Quelques mois après la mort de l’écrivain Wladimir Malacki, alias Jean Malaquais, parution d’une version corrigée de Planète sans Visa, ébouriffants destins dans le Marseille des années vichystes, presque ignoré du public pendant cinquante ans.

La mode est à l’outing : dénonçons donc ce grand écrivain qu’était Jean Malaquais, disparu le 22 décembre dernier à quatre-vingts dix ans, qui méritait peut-être, à en lire cette Planète sans visa, une place dans une récente liste journalistique résumant en quelques dizaines de titres le génie littéraire du siècle. De fait, on s’explique mal le peu de notoriété de l’œuvre -peu de livres, mais quels livres- de Jean Malaquais, qui publiait en 1947 une première version de ce roman de plus de cinq cents pages aux éditions du Pré-aux-Clercs. Soucieuse d’oubli, l’époque l’a généreusement passé sous silence, préférant porter son regard sur les divertissements de l’insolente jeunesse germanopratine ; le nom de Malaquais n’était pourtant pas inconnu aux oreilles des grands lecteurs. Huit années plus tôt, en effet, le romancier s’était vu remettre le prix Renaudot pour Les Javanais, tableau coloré, bigarré et étonnant d’une communauté minière du sud de la France ; il régnait dans ce livre, il est vrai, un cosmopolitisme joyeux (des mineurs de toutes origines, sous la houlette d’un patron anglais, au fin fond de la garrigue française –Malaquais avait, quant à lui, travaillé à la mine de Gardane)*, valeur qui, rapidement, allait être considérée d’un œil mauvais. Le livre, pourtant, avait séduit André Gide, avec lequel l’auteur avait eu une relation épistolaire aux débuts intempestifs.
________________________________________
# CONSIGNES:
(1) D'après le texte sur Jean Malaquais, quel prix l'auteur avait-il reçu pour Les Javanais ?
(2) Donnez la suite du texte sur Jean Malaquais en commençant après sa dernière phrase.
Ces enregistrements n'ont aucun lien avec le texte sur Jean Malaquais.

[Enregistrements de données]
________________________________________
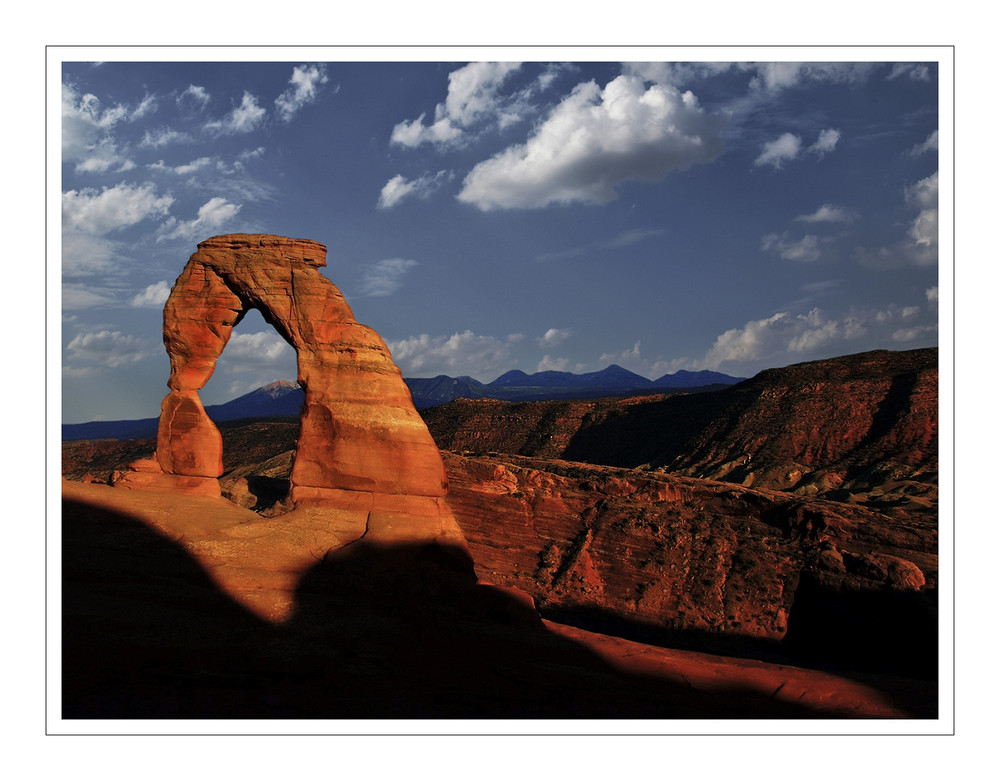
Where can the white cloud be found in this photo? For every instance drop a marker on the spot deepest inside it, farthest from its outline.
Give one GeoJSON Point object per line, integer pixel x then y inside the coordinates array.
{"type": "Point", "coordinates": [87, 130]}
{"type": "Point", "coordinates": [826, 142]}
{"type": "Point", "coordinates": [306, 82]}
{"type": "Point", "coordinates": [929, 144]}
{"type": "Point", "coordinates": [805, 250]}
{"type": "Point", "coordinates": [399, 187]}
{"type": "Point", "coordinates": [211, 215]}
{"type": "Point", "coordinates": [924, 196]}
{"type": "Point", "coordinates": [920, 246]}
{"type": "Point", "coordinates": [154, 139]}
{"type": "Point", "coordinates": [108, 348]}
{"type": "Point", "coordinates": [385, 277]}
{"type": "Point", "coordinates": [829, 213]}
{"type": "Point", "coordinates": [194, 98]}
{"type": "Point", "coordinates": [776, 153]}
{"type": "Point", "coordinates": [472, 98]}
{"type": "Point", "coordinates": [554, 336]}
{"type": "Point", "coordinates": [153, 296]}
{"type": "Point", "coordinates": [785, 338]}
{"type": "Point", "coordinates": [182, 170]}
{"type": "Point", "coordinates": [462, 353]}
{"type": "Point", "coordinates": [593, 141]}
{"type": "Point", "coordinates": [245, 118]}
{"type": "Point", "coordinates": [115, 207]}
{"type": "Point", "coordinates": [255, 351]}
________________________________________
# RÉPONSES:
(1) Le prix Renaudot.

(2)
Norman Mailer (« Jean Malaquais n’était pas seulement mon meilleur ami, il était mon mentor », écrit-il pour commencer) nous la raconte dans sa préface. Rat de bibliothèque et sans le sou, Jean Malaquais (le nom d’un quai parisien), alias Wladimir Malacki, immigré juif polonais de fraîche date, tombe un soir de 1935, dans les rayons de Sainte-Geneviève, sur un article de la NRF reproduisant un extrait du journal de Gide ; ce dernier, avec une ironie mal comprise, s’y demandait en substance s’il ne lui aurait pas mieux valu être pauvre pour donner plus de profondeur à son Art (« Je sens une infériorité de n’avoir jamais gagné mon pain »). Réponse prompte et virulente du jeune lecteur, « marxiste et ouvrier » (il fricota en 1936 avec le POUM, contacta la colonne Lénine, manqua de se faire exécuter par l’écrivain stalinien Ilya Ebrenburg pour fascisme…), lequel finira par rencontrer le maître (Gide lui récrivit par la poste restante de la rue Cujas, Malaquais n’ayant pas d’adresse), sans d’ailleurs abandonner, loin s’en faut, tout débat avec lui.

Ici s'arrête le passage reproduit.